GIVEN DATA
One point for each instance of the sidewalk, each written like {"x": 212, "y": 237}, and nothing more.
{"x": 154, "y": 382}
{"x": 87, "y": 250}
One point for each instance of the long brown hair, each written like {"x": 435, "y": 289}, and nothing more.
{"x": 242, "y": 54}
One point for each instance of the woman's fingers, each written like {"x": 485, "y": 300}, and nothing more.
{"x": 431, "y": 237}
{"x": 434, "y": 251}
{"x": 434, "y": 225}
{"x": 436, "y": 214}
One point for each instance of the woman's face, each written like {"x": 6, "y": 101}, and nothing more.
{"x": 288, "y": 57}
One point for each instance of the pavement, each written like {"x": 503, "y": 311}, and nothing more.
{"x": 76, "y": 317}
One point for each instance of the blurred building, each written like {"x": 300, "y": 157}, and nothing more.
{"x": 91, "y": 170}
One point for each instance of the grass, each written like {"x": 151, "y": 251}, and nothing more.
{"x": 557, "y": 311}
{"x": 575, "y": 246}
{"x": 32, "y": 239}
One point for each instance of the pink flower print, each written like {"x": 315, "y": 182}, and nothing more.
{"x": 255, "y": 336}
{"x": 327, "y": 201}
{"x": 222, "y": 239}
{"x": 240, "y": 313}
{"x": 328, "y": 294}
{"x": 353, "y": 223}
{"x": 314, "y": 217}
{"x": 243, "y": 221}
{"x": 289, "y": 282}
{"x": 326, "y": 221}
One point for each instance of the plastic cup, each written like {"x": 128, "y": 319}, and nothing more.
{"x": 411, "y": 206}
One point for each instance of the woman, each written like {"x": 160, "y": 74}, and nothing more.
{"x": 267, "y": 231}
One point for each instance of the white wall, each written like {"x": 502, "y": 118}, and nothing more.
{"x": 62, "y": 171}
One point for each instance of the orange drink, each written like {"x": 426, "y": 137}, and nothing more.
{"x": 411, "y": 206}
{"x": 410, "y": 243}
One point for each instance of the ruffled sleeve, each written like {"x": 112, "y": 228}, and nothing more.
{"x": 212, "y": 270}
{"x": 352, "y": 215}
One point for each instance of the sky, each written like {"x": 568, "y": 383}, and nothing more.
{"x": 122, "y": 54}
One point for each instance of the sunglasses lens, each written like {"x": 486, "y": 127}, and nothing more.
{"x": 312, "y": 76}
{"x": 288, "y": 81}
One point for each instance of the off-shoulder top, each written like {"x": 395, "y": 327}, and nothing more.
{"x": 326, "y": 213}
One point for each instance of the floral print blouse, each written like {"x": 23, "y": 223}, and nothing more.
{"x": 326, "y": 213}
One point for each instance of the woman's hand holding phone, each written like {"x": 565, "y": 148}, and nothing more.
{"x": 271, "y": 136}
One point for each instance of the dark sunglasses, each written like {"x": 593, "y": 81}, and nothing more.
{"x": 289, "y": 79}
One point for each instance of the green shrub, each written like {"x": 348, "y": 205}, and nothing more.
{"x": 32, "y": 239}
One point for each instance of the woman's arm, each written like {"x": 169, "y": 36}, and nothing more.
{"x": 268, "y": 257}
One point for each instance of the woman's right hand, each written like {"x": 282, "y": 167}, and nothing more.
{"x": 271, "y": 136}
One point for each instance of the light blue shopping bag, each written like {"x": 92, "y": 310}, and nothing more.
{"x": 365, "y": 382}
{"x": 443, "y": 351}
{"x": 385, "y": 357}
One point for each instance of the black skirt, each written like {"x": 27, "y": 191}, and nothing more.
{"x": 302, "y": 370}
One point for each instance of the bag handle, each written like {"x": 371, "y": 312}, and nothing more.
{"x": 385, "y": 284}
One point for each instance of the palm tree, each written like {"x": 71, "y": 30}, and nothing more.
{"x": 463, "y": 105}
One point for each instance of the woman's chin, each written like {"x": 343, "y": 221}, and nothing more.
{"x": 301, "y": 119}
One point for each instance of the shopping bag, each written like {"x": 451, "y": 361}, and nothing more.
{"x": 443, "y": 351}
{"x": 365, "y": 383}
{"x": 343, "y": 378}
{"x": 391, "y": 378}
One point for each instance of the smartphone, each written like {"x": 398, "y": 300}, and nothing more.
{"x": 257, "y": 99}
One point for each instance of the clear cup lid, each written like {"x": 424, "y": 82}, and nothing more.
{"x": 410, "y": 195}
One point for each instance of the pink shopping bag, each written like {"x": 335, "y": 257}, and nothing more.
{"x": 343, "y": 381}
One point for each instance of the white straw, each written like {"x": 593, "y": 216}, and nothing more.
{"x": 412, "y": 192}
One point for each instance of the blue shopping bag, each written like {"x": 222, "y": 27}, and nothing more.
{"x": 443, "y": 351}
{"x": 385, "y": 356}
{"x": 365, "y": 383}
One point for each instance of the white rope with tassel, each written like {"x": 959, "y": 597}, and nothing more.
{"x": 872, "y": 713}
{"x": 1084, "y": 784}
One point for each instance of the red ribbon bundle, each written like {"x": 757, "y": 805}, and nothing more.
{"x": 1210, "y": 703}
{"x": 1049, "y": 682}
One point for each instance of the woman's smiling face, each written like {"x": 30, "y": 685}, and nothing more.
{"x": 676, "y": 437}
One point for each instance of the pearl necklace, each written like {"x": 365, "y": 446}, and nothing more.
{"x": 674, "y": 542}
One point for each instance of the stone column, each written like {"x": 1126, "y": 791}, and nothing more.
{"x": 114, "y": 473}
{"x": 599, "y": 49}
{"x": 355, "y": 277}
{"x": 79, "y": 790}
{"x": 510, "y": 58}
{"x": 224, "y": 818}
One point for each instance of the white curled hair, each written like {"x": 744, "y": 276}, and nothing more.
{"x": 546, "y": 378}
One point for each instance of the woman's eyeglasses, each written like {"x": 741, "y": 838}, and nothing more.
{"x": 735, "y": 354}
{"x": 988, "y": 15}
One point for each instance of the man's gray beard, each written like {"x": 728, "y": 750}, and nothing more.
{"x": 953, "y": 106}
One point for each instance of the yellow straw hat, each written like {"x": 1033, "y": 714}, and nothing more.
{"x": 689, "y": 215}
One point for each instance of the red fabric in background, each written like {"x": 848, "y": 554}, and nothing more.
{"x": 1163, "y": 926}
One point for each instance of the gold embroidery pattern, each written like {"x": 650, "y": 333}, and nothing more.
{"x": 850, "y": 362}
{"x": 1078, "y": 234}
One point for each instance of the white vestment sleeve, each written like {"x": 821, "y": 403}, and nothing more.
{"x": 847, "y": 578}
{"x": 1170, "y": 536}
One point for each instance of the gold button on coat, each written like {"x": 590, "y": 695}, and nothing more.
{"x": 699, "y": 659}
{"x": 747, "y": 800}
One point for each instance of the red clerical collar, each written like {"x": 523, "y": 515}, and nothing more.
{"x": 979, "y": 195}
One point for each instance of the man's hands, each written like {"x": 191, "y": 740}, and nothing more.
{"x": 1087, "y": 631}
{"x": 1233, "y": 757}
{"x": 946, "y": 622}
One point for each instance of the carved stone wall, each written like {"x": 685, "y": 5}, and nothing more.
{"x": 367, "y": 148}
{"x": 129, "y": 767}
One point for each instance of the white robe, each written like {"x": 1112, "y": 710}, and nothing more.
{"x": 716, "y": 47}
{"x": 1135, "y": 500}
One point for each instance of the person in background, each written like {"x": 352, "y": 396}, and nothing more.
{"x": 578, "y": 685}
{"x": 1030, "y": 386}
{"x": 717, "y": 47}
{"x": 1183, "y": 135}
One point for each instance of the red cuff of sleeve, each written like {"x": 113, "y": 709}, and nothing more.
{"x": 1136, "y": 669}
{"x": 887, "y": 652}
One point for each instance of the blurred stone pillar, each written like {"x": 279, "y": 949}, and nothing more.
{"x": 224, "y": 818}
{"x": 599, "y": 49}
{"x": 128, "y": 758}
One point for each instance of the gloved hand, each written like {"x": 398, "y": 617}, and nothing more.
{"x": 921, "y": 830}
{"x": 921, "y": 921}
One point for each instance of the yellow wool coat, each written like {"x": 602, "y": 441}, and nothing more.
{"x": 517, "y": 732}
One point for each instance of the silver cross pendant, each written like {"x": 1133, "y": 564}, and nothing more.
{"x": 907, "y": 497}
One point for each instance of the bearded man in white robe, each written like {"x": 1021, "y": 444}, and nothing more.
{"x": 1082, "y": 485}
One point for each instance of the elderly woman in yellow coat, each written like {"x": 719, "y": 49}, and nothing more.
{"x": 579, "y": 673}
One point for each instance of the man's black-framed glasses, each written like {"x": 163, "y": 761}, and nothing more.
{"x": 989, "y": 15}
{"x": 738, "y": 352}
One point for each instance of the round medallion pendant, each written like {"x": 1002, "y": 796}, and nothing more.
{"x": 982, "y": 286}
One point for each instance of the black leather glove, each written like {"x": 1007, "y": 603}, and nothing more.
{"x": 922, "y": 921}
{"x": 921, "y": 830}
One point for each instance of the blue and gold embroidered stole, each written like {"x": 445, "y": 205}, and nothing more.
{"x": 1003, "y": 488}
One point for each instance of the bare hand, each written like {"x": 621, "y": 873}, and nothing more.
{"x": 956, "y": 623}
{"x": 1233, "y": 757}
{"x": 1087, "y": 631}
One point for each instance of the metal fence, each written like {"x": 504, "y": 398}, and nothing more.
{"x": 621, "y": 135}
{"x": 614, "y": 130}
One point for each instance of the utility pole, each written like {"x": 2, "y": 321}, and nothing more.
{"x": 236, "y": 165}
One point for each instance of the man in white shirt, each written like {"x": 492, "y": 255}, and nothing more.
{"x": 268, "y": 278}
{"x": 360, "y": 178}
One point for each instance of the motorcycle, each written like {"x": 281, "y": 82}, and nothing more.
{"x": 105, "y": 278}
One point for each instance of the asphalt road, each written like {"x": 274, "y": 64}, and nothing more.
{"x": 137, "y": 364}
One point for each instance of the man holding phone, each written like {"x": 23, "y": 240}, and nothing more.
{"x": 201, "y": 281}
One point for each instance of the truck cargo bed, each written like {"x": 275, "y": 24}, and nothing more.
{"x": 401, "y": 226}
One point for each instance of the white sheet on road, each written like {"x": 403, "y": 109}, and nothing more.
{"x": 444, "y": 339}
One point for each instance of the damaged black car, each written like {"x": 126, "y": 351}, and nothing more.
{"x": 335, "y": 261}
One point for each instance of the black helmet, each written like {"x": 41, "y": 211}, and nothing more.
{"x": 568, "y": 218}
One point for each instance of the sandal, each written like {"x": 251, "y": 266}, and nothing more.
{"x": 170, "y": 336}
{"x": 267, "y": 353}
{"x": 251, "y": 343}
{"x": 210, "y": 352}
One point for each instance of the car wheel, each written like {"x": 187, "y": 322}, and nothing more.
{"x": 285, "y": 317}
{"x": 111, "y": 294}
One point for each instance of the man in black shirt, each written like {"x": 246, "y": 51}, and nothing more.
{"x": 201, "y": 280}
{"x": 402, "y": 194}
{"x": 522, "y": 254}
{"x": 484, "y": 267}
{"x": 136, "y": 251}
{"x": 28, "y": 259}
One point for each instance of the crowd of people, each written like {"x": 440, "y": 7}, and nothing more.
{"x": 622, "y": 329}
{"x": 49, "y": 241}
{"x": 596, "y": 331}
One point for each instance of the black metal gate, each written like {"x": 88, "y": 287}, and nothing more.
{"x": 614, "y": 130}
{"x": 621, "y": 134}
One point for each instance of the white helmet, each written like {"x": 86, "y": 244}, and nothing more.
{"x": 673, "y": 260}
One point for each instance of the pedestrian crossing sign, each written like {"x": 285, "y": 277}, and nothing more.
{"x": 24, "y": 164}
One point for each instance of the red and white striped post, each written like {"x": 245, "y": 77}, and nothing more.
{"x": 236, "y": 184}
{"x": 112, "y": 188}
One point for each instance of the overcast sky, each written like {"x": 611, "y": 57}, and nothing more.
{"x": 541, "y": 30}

EXERCISE
Repeat the line that contains "One point for each instance of the crowd", then every line after it until the records end, with nothing added.

WRITTEN ANSWER
One point for each instance of the crowd of people, each written like {"x": 440, "y": 7}, and nothing more.
{"x": 622, "y": 329}
{"x": 49, "y": 241}
{"x": 596, "y": 331}
One point for each instance of the black metal gate, each written like {"x": 88, "y": 287}, and nothing more.
{"x": 614, "y": 130}
{"x": 621, "y": 134}
One point for each instance of the white helmet, each written like {"x": 86, "y": 244}, and nothing more.
{"x": 673, "y": 260}
One point for each instance of the pedestrian crossing sign, each written like {"x": 285, "y": 277}, and nothing more.
{"x": 24, "y": 164}
One point for each instance of the red and white striped post, each written like {"x": 245, "y": 77}, and nothing more.
{"x": 236, "y": 184}
{"x": 112, "y": 188}
One point for each instance of the overcast sky, each written like {"x": 611, "y": 57}, and nothing more.
{"x": 541, "y": 30}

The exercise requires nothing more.